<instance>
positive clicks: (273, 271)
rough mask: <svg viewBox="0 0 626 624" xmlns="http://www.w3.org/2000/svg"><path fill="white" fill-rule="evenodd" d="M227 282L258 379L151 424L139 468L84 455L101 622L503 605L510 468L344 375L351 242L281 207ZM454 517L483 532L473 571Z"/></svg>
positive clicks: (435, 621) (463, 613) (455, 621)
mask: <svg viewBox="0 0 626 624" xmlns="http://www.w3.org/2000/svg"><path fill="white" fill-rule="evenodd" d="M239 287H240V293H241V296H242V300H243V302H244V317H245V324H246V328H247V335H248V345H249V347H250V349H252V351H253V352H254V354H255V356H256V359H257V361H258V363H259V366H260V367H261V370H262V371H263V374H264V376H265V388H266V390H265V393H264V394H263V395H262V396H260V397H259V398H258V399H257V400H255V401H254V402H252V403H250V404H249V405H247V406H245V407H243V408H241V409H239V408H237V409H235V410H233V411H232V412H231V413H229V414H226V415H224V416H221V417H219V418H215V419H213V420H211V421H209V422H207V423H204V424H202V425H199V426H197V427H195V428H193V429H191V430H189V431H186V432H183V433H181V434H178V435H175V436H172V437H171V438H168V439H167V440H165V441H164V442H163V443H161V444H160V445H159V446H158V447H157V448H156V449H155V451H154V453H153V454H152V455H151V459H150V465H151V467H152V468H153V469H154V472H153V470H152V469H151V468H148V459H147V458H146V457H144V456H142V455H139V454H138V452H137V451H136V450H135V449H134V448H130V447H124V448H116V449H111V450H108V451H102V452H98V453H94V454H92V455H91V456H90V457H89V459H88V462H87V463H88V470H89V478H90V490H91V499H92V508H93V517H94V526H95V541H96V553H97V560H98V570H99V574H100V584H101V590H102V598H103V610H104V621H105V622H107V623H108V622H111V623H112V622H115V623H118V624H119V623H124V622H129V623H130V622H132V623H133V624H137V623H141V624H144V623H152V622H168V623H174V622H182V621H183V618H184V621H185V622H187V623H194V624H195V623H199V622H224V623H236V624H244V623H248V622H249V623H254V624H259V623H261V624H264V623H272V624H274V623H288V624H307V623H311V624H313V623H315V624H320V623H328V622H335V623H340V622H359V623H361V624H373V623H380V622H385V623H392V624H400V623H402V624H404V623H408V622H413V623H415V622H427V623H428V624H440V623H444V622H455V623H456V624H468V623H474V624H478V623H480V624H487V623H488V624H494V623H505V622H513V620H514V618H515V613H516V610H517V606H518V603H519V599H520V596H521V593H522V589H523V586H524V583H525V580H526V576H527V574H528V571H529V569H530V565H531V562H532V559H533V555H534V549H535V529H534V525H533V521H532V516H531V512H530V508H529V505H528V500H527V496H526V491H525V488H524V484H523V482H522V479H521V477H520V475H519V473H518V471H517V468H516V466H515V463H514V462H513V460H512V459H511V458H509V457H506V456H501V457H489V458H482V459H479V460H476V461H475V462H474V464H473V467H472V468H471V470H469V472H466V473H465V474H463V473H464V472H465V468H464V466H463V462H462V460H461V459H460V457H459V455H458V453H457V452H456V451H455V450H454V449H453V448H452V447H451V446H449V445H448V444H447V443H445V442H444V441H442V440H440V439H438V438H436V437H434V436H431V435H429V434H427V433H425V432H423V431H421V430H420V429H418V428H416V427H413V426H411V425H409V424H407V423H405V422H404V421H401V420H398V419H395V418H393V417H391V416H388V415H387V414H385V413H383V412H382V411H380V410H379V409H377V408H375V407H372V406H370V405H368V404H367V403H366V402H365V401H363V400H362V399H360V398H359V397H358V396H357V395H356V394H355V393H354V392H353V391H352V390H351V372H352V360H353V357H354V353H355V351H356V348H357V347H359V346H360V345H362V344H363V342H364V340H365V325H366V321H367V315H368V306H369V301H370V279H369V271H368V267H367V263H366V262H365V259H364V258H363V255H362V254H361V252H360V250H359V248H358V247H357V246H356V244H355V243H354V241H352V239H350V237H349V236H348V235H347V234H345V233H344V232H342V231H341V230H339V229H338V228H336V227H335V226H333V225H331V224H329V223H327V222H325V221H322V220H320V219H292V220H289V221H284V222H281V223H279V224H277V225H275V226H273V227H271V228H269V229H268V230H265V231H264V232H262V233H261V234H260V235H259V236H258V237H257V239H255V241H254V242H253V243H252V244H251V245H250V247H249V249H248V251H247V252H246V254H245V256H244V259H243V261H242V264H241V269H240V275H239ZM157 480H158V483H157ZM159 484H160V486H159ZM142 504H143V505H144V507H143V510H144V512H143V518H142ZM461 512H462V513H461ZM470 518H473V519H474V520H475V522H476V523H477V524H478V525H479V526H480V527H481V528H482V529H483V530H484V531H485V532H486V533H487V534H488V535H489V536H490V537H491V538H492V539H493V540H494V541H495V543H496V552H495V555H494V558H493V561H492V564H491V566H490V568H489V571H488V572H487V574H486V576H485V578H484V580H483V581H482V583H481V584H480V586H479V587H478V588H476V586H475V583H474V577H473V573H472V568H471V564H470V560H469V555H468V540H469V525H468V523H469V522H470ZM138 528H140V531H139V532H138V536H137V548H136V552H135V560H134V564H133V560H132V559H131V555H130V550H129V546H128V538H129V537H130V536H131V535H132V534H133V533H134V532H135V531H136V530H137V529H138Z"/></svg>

**EXERCISE**
Copy the data above in full, exactly as it reads.

**SOLUTION BELOW**
<instance>
positive clicks: (273, 271)
rough mask: <svg viewBox="0 0 626 624" xmlns="http://www.w3.org/2000/svg"><path fill="white" fill-rule="evenodd" d="M227 282L258 379L151 424L139 468L84 455L101 622L503 605L510 468L344 375L351 242L281 207ZM454 517L483 532L473 571Z"/></svg>
positive clicks: (435, 621) (463, 613) (455, 621)
mask: <svg viewBox="0 0 626 624" xmlns="http://www.w3.org/2000/svg"><path fill="white" fill-rule="evenodd" d="M239 287H240V293H241V296H242V300H243V302H244V317H245V324H246V328H247V335H248V345H249V347H250V349H252V351H253V352H254V354H255V356H256V359H257V361H258V363H259V366H260V367H261V370H262V371H263V374H264V376H265V388H266V390H265V393H264V394H263V395H262V396H260V397H259V398H258V399H257V400H255V401H254V402H252V403H250V404H249V405H247V406H245V407H243V408H241V409H239V408H237V409H235V410H233V411H232V412H231V413H229V414H226V415H224V416H221V417H219V418H215V419H213V420H211V421H209V422H207V423H204V424H202V425H199V426H197V427H195V428H193V429H191V430H189V431H186V432H183V433H181V434H178V435H175V436H172V437H171V438H168V439H167V440H165V441H164V442H163V443H161V444H160V445H159V446H158V447H157V448H156V449H155V451H154V453H153V454H152V455H151V459H150V465H151V467H152V468H153V469H154V472H153V470H152V469H151V468H148V459H147V458H146V457H144V456H142V455H139V454H138V452H137V451H136V450H135V449H134V448H130V447H124V448H116V449H111V450H108V451H102V452H98V453H94V454H92V455H91V456H90V457H89V459H88V462H87V463H88V470H89V478H90V490H91V499H92V508H93V517H94V526H95V541H96V553H97V560H98V570H99V574H100V584H101V590H102V598H103V610H104V621H105V622H107V623H108V622H111V623H112V622H115V623H118V624H119V623H124V622H129V623H130V622H132V623H133V624H137V623H141V624H144V623H152V622H168V623H174V622H182V621H183V618H184V621H185V622H187V623H194V624H195V623H199V622H224V623H236V624H244V623H248V622H249V623H254V624H259V623H261V624H264V623H272V624H274V623H288V624H307V623H311V624H313V623H315V624H320V623H328V622H335V623H340V622H359V623H361V624H373V623H380V622H385V623H392V624H400V623H402V624H404V623H408V622H413V623H415V622H427V623H428V624H440V623H444V622H455V623H456V624H468V623H474V624H478V623H480V624H487V623H488V624H494V623H505V622H513V620H514V618H515V613H516V610H517V606H518V603H519V599H520V596H521V593H522V589H523V586H524V583H525V580H526V576H527V574H528V571H529V569H530V565H531V562H532V559H533V555H534V549H535V529H534V525H533V521H532V516H531V512H530V508H529V505H528V500H527V496H526V491H525V488H524V484H523V482H522V479H521V477H520V475H519V473H518V471H517V468H516V466H515V463H514V462H513V460H512V459H511V458H509V457H506V456H501V457H489V458H482V459H479V460H476V461H475V462H474V464H473V467H472V468H471V470H469V472H466V473H465V474H463V473H464V472H465V468H464V466H463V462H462V460H461V459H460V457H459V455H458V453H457V452H456V451H455V450H454V449H453V448H452V447H451V446H449V445H448V444H447V443H445V442H444V441H442V440H440V439H438V438H436V437H434V436H431V435H429V434H427V433H425V432H423V431H421V430H420V429H418V428H416V427H413V426H411V425H409V424H407V423H405V422H404V421H401V420H398V419H395V418H393V417H391V416H388V415H387V414H385V413H383V412H382V411H380V410H379V409H377V408H375V407H372V406H370V405H368V404H367V403H366V402H365V401H363V400H362V399H360V398H359V397H358V396H357V395H356V394H355V393H354V392H353V391H352V390H351V372H352V360H353V357H354V353H355V351H356V348H357V347H359V346H360V345H362V344H363V342H364V340H365V325H366V321H367V315H368V306H369V301H370V279H369V271H368V267H367V263H366V262H365V259H364V258H363V255H362V254H361V252H360V250H359V248H358V247H357V246H356V244H355V243H354V241H352V239H350V237H349V236H348V235H347V234H345V233H344V232H342V231H341V230H339V229H338V228H336V227H335V226H333V225H331V224H329V223H327V222H325V221H322V220H320V219H292V220H289V221H284V222H281V223H279V224H277V225H275V226H273V227H271V228H269V229H268V230H265V231H264V232H262V233H261V234H260V235H259V236H258V237H257V239H255V241H254V242H253V243H252V244H251V245H250V247H249V249H248V251H247V252H246V254H245V256H244V259H243V261H242V264H241V269H240V275H239ZM157 480H158V483H157ZM159 484H160V486H159ZM142 504H143V505H144V507H143V510H144V512H143V518H142ZM461 512H462V513H461ZM470 518H473V519H474V520H475V522H476V523H477V524H478V525H479V526H480V527H481V528H482V529H483V530H484V531H485V532H486V533H487V534H488V535H489V536H490V537H491V538H492V539H493V540H494V541H495V543H496V552H495V555H494V558H493V561H492V564H491V566H490V568H489V571H488V572H487V574H486V576H485V578H484V580H483V581H482V583H481V584H480V586H479V587H478V588H476V586H475V583H474V577H473V573H472V568H471V564H470V560H469V555H468V540H469V525H468V523H469V522H470ZM138 528H140V531H139V532H138V536H137V548H136V552H135V560H134V564H133V560H132V559H131V555H130V550H129V546H128V538H129V537H130V536H131V535H132V534H133V533H134V532H135V531H136V530H137V529H138Z"/></svg>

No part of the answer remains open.